Records for this task
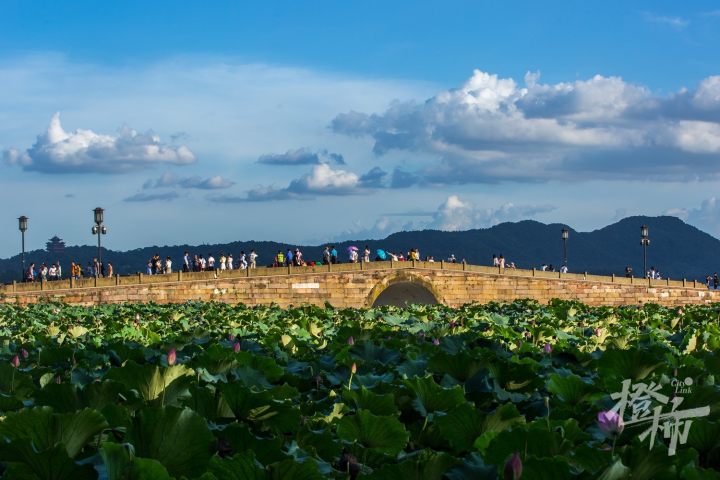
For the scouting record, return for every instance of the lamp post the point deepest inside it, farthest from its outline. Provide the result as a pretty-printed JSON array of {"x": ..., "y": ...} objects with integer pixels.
[
  {"x": 565, "y": 234},
  {"x": 99, "y": 229},
  {"x": 22, "y": 224},
  {"x": 644, "y": 241}
]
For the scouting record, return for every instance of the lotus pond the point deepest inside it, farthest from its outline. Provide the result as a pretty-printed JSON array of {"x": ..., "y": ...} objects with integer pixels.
[{"x": 214, "y": 391}]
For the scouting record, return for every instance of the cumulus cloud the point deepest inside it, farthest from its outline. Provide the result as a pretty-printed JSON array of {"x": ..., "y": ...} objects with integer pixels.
[
  {"x": 454, "y": 214},
  {"x": 321, "y": 180},
  {"x": 169, "y": 180},
  {"x": 705, "y": 217},
  {"x": 302, "y": 156},
  {"x": 493, "y": 129},
  {"x": 152, "y": 197},
  {"x": 678, "y": 23},
  {"x": 84, "y": 151}
]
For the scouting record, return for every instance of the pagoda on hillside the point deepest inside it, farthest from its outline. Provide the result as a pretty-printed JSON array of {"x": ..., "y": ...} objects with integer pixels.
[{"x": 55, "y": 245}]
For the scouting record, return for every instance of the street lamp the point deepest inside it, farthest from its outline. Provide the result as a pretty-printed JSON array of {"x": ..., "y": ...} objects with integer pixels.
[
  {"x": 644, "y": 241},
  {"x": 22, "y": 224},
  {"x": 99, "y": 229},
  {"x": 565, "y": 234}
]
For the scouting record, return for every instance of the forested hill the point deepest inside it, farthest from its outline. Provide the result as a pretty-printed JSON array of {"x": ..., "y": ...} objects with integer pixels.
[{"x": 677, "y": 249}]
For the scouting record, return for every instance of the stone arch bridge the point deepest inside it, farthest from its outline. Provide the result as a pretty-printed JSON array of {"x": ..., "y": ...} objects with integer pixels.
[{"x": 363, "y": 285}]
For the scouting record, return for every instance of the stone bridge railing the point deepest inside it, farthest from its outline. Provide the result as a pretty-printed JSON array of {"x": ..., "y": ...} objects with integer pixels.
[{"x": 142, "y": 279}]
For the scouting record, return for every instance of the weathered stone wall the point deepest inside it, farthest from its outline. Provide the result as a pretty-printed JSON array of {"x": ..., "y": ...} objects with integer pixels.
[{"x": 358, "y": 285}]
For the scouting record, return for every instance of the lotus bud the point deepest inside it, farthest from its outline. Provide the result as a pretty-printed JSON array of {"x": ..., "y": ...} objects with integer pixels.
[
  {"x": 610, "y": 422},
  {"x": 513, "y": 468},
  {"x": 172, "y": 356}
]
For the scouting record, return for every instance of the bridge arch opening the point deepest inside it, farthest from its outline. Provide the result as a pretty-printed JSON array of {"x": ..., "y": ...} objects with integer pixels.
[{"x": 403, "y": 293}]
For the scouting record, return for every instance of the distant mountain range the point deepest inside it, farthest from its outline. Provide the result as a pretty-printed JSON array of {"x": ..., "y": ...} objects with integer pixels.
[{"x": 677, "y": 249}]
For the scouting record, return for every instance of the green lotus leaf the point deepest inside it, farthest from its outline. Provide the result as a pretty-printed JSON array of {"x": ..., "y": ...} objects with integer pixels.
[
  {"x": 177, "y": 437},
  {"x": 473, "y": 467},
  {"x": 260, "y": 407},
  {"x": 153, "y": 383},
  {"x": 46, "y": 429},
  {"x": 120, "y": 464},
  {"x": 14, "y": 382},
  {"x": 461, "y": 426},
  {"x": 365, "y": 399},
  {"x": 293, "y": 470},
  {"x": 616, "y": 471},
  {"x": 25, "y": 462},
  {"x": 426, "y": 465},
  {"x": 242, "y": 466},
  {"x": 239, "y": 438},
  {"x": 431, "y": 397},
  {"x": 570, "y": 389},
  {"x": 385, "y": 434}
]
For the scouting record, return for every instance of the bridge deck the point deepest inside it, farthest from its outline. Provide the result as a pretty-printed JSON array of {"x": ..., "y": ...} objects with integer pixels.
[{"x": 173, "y": 278}]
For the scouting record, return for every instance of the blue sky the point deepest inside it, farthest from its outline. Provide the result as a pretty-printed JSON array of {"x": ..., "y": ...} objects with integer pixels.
[{"x": 311, "y": 121}]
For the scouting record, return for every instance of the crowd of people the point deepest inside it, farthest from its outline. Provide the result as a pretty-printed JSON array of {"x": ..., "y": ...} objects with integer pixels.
[
  {"x": 653, "y": 273},
  {"x": 291, "y": 257},
  {"x": 52, "y": 272}
]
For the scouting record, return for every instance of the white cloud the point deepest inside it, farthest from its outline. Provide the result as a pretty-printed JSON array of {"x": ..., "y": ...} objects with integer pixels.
[
  {"x": 706, "y": 216},
  {"x": 169, "y": 180},
  {"x": 152, "y": 197},
  {"x": 321, "y": 180},
  {"x": 678, "y": 23},
  {"x": 84, "y": 151},
  {"x": 455, "y": 214},
  {"x": 301, "y": 156},
  {"x": 491, "y": 129}
]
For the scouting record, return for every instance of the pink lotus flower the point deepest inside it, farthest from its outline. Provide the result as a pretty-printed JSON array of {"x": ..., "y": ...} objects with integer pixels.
[
  {"x": 172, "y": 356},
  {"x": 513, "y": 468},
  {"x": 610, "y": 422}
]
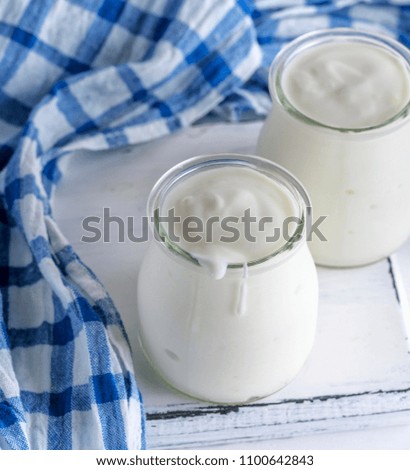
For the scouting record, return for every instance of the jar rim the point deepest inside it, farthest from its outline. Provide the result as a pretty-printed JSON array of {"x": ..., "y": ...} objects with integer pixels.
[
  {"x": 324, "y": 36},
  {"x": 209, "y": 161}
]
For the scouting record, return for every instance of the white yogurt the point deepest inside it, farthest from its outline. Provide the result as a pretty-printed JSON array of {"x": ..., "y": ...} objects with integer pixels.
[
  {"x": 228, "y": 328},
  {"x": 339, "y": 123}
]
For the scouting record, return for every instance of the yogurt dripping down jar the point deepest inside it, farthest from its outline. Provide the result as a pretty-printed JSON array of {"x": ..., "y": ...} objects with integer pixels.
[
  {"x": 340, "y": 123},
  {"x": 228, "y": 333}
]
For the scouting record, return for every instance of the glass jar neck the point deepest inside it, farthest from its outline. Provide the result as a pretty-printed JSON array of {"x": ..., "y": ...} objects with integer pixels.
[
  {"x": 195, "y": 165},
  {"x": 334, "y": 36}
]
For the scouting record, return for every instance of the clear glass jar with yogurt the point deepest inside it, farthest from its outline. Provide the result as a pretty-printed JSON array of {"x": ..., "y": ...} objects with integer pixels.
[
  {"x": 229, "y": 317},
  {"x": 340, "y": 123}
]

What you are asked to do
Write the lines above out again exactly, without any of their pictures.

Problem solution
For the scouting record, return for every instance of the lamp post the point deepest inside it, farthest from its outline. Provide the result as a pretty-printed JSON array of {"x": ..., "y": ...} objects with integer pixels.
[
  {"x": 565, "y": 234},
  {"x": 99, "y": 229},
  {"x": 22, "y": 224},
  {"x": 644, "y": 241}
]
For the scouting record, return for every instance of the lotus pond the point deepest inside it, farthest from its outline. Provide the result as a pretty-printed JSON array of {"x": ..., "y": ...} objects with integer pixels.
[{"x": 214, "y": 391}]
For the scouting record, return for every instance of the cumulus cloud the point deepest inside it, farthest from its outline. Provide the result as a pretty-printed JSON array of {"x": ..., "y": ...} objects with integer pixels.
[
  {"x": 454, "y": 214},
  {"x": 321, "y": 180},
  {"x": 169, "y": 180},
  {"x": 705, "y": 217},
  {"x": 302, "y": 156},
  {"x": 493, "y": 129},
  {"x": 152, "y": 197},
  {"x": 678, "y": 23},
  {"x": 84, "y": 151}
]
For the scouting record, return for every instance of the pagoda on hillside the point deepest inside it, farthest from its outline. Provide the result as a pretty-printed JSON array of {"x": ..., "y": ...} objects with integer pixels.
[{"x": 55, "y": 245}]
For the scouting record, return for every instance of the street lamp the point deepest inside it, farthest from its outline. Provide the result as a pretty-printed JSON array of {"x": ..., "y": ...} objects with integer pixels.
[
  {"x": 644, "y": 241},
  {"x": 22, "y": 224},
  {"x": 99, "y": 229},
  {"x": 565, "y": 234}
]
For the scouting record, return for every instance of the forested hill the point deepest inside it, farthest from its outline. Provide the result as a pretty-printed JSON array of {"x": ..., "y": ...} objects with integer pixels.
[{"x": 677, "y": 249}]
For the scouting record, return for every instance of the stone arch bridge the point deepest inside it, farthest from its outline. Provide the result as a pretty-printed JSON array of {"x": ..., "y": ...} objects with integer pixels.
[{"x": 363, "y": 285}]
For the scouting record, return for every instance of the stone bridge railing the point deepest inside it, farthest from its outline. Provide the result as a pretty-printed JSON array of {"x": ..., "y": ...} objects with integer pixels.
[{"x": 142, "y": 279}]
For the scouting record, return for every instance of the weathered stone wall the point deepest inside it, farthest from its outline. Provide the result as a pretty-printed JSON array of {"x": ..., "y": ...} objects with integer pixels.
[{"x": 358, "y": 285}]
For the scouting record, return for every instance of the lotus bud the point deepest inside it, farthest from its outline. Provide the result as a pretty-printed JSON array of {"x": ..., "y": ...} objects with integer pixels.
[
  {"x": 610, "y": 422},
  {"x": 513, "y": 468},
  {"x": 172, "y": 356}
]
For the scouting record, return for every instance of the bridge arch opening the point deepest inside it, farthest from its outline. Provide the result as a pretty-printed JSON array of {"x": ..., "y": ...} objects with integer pixels.
[{"x": 403, "y": 293}]
For the scouting record, return for every instance of the distant mountain range the point deepest inside it, farthest from its outline. Provide the result as a pretty-printed JSON array of {"x": ..., "y": ...} objects with integer pixels.
[{"x": 677, "y": 249}]
For the scouting record, return for every instance of the green lotus leaf the point deepest inside it, farthest from its outline. Provide the result as a pretty-printed JSON array of {"x": ..., "y": ...} objects with integer pixels.
[
  {"x": 177, "y": 437},
  {"x": 473, "y": 467},
  {"x": 260, "y": 407},
  {"x": 153, "y": 383},
  {"x": 46, "y": 429},
  {"x": 120, "y": 464},
  {"x": 14, "y": 382},
  {"x": 461, "y": 426},
  {"x": 365, "y": 399},
  {"x": 293, "y": 470},
  {"x": 616, "y": 471},
  {"x": 25, "y": 462},
  {"x": 426, "y": 465},
  {"x": 242, "y": 466},
  {"x": 239, "y": 438},
  {"x": 431, "y": 397},
  {"x": 570, "y": 389},
  {"x": 385, "y": 434}
]
For the scouting record, return for every instance of the bridge deck the point deepest inside it, farthest from its outline. Provide the result as a pretty-printed JSON array of {"x": ..., "y": ...} objects with integer pixels.
[{"x": 173, "y": 278}]
For the scouting record, return for every instance of the blue sky the point deepest inside it, farthest from its outline. Provide the result as a pretty-printed JSON array of {"x": ..., "y": ...} objects with integer pixels.
[{"x": 311, "y": 121}]
For the scouting record, return for every instance of the crowd of people the point deepest inside it, farthest from its outline. Provide the result as a pretty-printed JSON array of {"x": ..., "y": ...} objects with integer pixels.
[
  {"x": 653, "y": 273},
  {"x": 291, "y": 257},
  {"x": 52, "y": 272}
]
For the scouting record, return for every instance of the white cloud the point deepest inside it, farthest from its outline. Provide the result as a pretty-printed JSON array of {"x": ..., "y": ...} objects with integer pixels.
[
  {"x": 706, "y": 216},
  {"x": 169, "y": 180},
  {"x": 152, "y": 197},
  {"x": 321, "y": 180},
  {"x": 678, "y": 23},
  {"x": 84, "y": 151},
  {"x": 455, "y": 214},
  {"x": 301, "y": 156},
  {"x": 491, "y": 129}
]
For the scouting record, return for every instance of the pink lotus flower the point deepest inside it, farthest from its outline. Provide the result as a pretty-printed JSON array of {"x": ..., "y": ...} objects with integer pixels.
[
  {"x": 172, "y": 356},
  {"x": 513, "y": 468},
  {"x": 610, "y": 422}
]
For the scouting record, return for every instance of the jar rim the point deepest inside it, farthest from its outline. Provide the result as a pretty-printed JSON array of {"x": ..., "y": ...} objects with integer pixels.
[
  {"x": 324, "y": 36},
  {"x": 209, "y": 161}
]
For the scouting record, return for every instance of the white yogurt the point deepest inside it, farthest from its outline. Provide the result as a pretty-printed JSON array of {"x": ..., "y": ...} objects with integer pixels.
[
  {"x": 228, "y": 328},
  {"x": 339, "y": 123}
]
For the scouting record, return for every instance of the yogurt dripping down jar the point deepest inside it, farthest from its outline. Provide the result as a pretty-printed JSON array of {"x": ..., "y": ...} objects with integer pixels.
[
  {"x": 340, "y": 123},
  {"x": 228, "y": 333}
]
For the scouting record, return for every instance of the glass jar neck the point deepest inside it, farthest from its outline. Provide the result as a pretty-printed JSON array of {"x": ..., "y": ...} objects with integer pixels.
[
  {"x": 195, "y": 165},
  {"x": 334, "y": 36}
]
For the scouting record, return for every instance of the clear glass jar with yogurt the point deepest inside it, farthest from its outline. Provide the result as a pretty-printed JSON array of {"x": ..., "y": ...} objects with integer pixels.
[
  {"x": 229, "y": 317},
  {"x": 340, "y": 123}
]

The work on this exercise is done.